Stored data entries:

....

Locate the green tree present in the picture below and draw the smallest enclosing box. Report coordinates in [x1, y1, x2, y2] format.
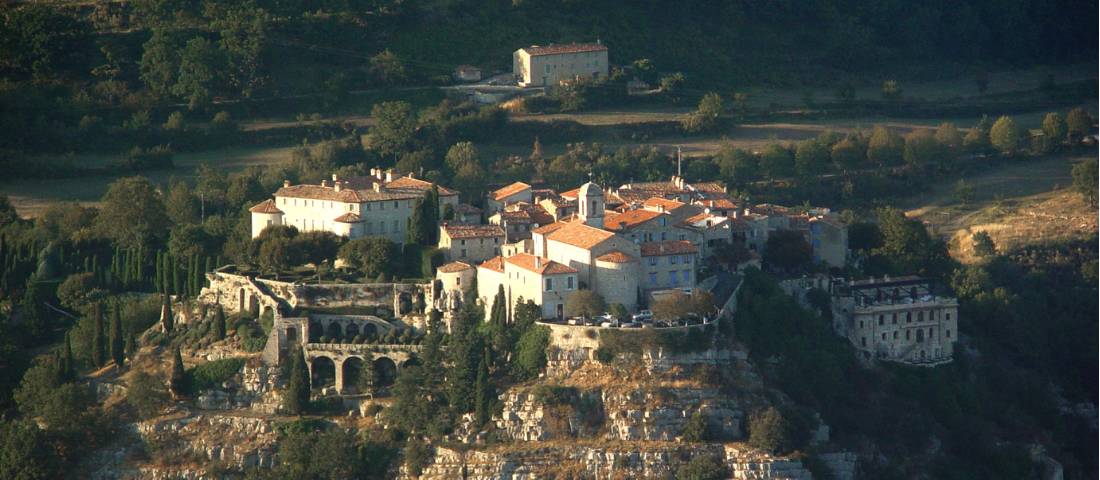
[92, 303, 106, 368]
[369, 49, 408, 86]
[161, 294, 174, 333]
[564, 289, 605, 318]
[338, 237, 397, 278]
[110, 303, 124, 367]
[794, 140, 830, 177]
[881, 80, 901, 100]
[19, 281, 52, 342]
[0, 421, 61, 480]
[682, 411, 713, 442]
[903, 129, 945, 171]
[747, 406, 798, 454]
[682, 92, 723, 133]
[867, 125, 903, 166]
[169, 346, 187, 398]
[95, 176, 169, 250]
[0, 5, 91, 78]
[1040, 112, 1067, 151]
[173, 36, 223, 110]
[444, 141, 480, 174]
[513, 324, 549, 380]
[1065, 107, 1092, 140]
[284, 347, 310, 415]
[357, 351, 377, 396]
[213, 304, 227, 340]
[830, 137, 864, 173]
[716, 146, 758, 184]
[971, 231, 996, 257]
[676, 453, 728, 480]
[989, 116, 1020, 154]
[872, 207, 953, 278]
[759, 144, 794, 179]
[407, 186, 440, 246]
[934, 122, 963, 150]
[473, 348, 492, 427]
[369, 101, 417, 157]
[165, 181, 199, 225]
[764, 229, 812, 271]
[1071, 159, 1098, 205]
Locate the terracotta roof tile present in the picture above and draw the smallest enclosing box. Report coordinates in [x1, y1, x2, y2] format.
[442, 224, 505, 239]
[604, 209, 666, 231]
[492, 181, 532, 201]
[249, 199, 283, 214]
[275, 174, 456, 203]
[333, 212, 361, 223]
[522, 43, 608, 56]
[595, 250, 635, 263]
[438, 261, 473, 273]
[545, 222, 615, 249]
[640, 240, 698, 257]
[478, 256, 505, 273]
[505, 253, 577, 275]
[643, 197, 686, 211]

....

## What to work on
Please copy out each line above exactly as written, but not the pictures.

## Written answer
Locate the green tree present in the picture below and draw the smallest enclosing box. Report coordinates in [x1, y1, x2, y2] format.
[92, 303, 106, 368]
[369, 49, 408, 86]
[161, 294, 174, 333]
[564, 289, 605, 318]
[338, 237, 397, 278]
[110, 303, 124, 367]
[794, 140, 830, 177]
[881, 80, 901, 100]
[19, 281, 52, 342]
[0, 421, 61, 480]
[682, 411, 713, 442]
[903, 129, 945, 171]
[747, 406, 798, 454]
[682, 92, 723, 133]
[867, 125, 903, 166]
[169, 346, 187, 398]
[95, 176, 169, 250]
[0, 5, 91, 78]
[1040, 112, 1067, 151]
[173, 36, 223, 110]
[444, 141, 480, 174]
[513, 324, 549, 380]
[1065, 107, 1092, 140]
[284, 347, 310, 415]
[357, 351, 377, 396]
[213, 304, 227, 340]
[830, 137, 864, 173]
[716, 146, 758, 184]
[971, 231, 996, 257]
[676, 453, 728, 480]
[989, 116, 1020, 154]
[872, 207, 953, 278]
[759, 144, 794, 179]
[407, 186, 440, 246]
[934, 122, 963, 150]
[473, 348, 492, 427]
[369, 101, 417, 157]
[165, 181, 199, 225]
[764, 229, 812, 271]
[1071, 159, 1098, 205]
Locate the terracotta roof tile present in the picture above and draw the smallest enclosing box. Report coordinates in [x1, y1, x2, y2] format.
[442, 224, 505, 239]
[604, 209, 666, 231]
[492, 181, 532, 201]
[249, 199, 283, 214]
[275, 174, 456, 203]
[333, 212, 361, 223]
[522, 43, 608, 56]
[595, 250, 635, 263]
[438, 261, 473, 273]
[545, 222, 615, 249]
[640, 240, 698, 257]
[478, 256, 505, 273]
[505, 253, 577, 275]
[643, 197, 686, 211]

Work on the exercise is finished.